## Excerto do documento
^^^^^^^^^^^^^^^^
4. A defesa requereu a aplicação da medida de coacção não privativa da liberdade. Requerimento e argumentos novos que o douto despacho ignorou.
5. É pois nulo ou irregular o douto despacho que aplicou a prisão preventiva, por ausência de fundamentação própria e ainda por não se ter pronunciado sobre os argumentos apresentados pela defesa.
6. Esta é a melhor interpretação a dar ao artigo 97º, n.º 4 do CPP, sob pena, dando-se-lhe outra interpretação, de a mesma contender com o artigo 205º da CRP.
7. Volvidos 12 dias depois de os arguidos terem sido restituídos à liberdade por ordem do Exm.º Juiz de Instrução, foram emitidos novos mandados de detenção com os mesmos fundamentos.
8. Nos termos do artigo 215º do CPP, os arguidos não poderiam voltar a ser detidos na mesma fase processual.
9. Esta é a melhor interpretação dos artigos 141º e 215º do CPP sob pena de a dar-se-lhe outra estas normas estarem feridas de inconstitucionalidade por contenderem com o estatuído nos artigos 28º e 32º da CRP.
10. Os 12 dias de liberdade dos arguidos serviram para demonstrar a não existência dos perigos invocados.
11. No caso concreto não se demonstrou em concreto a existência dos perigos do artigo 204º do CPP.
12. Não houve notícia de problemas no meio em que os arguidos vivem pela sua permanência em liberdade.
13. Os arguidos têm actividade profissional e a natureza do crime não pode fundamentar a existência em concreto do perigo de continuação da actividade criminosa.
^^^^^^^^^^^^^^^^
## Material fornecido
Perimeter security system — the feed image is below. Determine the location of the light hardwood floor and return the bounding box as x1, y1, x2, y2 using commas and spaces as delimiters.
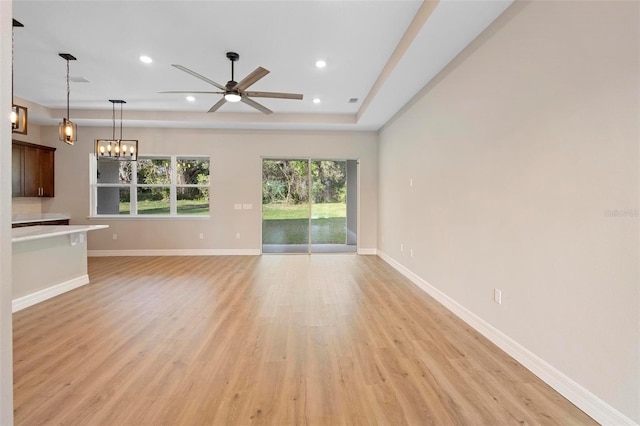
14, 255, 595, 425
^^^^^^^^^^^^^^^^
## Tarefas a realizar
(A) Segundo o excerto, quantos dias depois de os arguidos terem sido restituídos à liberdade foram emitidos novos mandados de detenção?
(B) Diga se cada afirmação concorda com o excerto: (i) a defesa requereu a aplicação de uma medida de coação não privativa da liberdade; (ii) os novos mandados de detenção foram emitidos com fundamentos diferentes dos anteriores; (iii) os arguidos não têm atividade profissional.
(C) Transcreva do excerto o trecho entre "5. É pois nulo" e "32º da CRP.", inclusive.
A listagem não tem relação com o excerto.

## Resolução das tarefas
(A) 12 dias.

(B)
(i) Sim: "A defesa requereu a aplicação da medida de coacção não privativa da liberdade."
(ii) Não: "foram emitidos novos mandados de detenção com os mesmos fundamentos."
(iii) Não: "Os arguidos têm actividade profissional"

(C)
5. É pois nulo ou irregular o douto despacho que aplicou a prisão preventiva, por ausência de fundamentação própria e ainda por não se ter pronunciado sobre os argumentos apresentados pela defesa.
6. Esta é a melhor interpretação a dar ao artigo 97º, n.º 4 do CPP, sob pena, dando-se-lhe outra interpretação, de a mesma contender com o artigo 205º da CRP.
7. Volvidos 12 dias depois de os arguidos terem sido restituídos à liberdade por ordem do Exm.º Juiz de Instrução, foram emitidos novos mandados de detenção com os mesmos fundamentos.
8. Nos termos do artigo 215º do CPP, os arguidos não poderiam voltar a ser detidos na mesma fase processual.
9. Esta é a melhor interpretação dos artigos 141º e 215º do CPP sob pena de a dar-se-lhe outra estas normas estarem feridas de inconstitucionalidade por contenderem com o estatuído nos artigos 28º e 32º da CRP.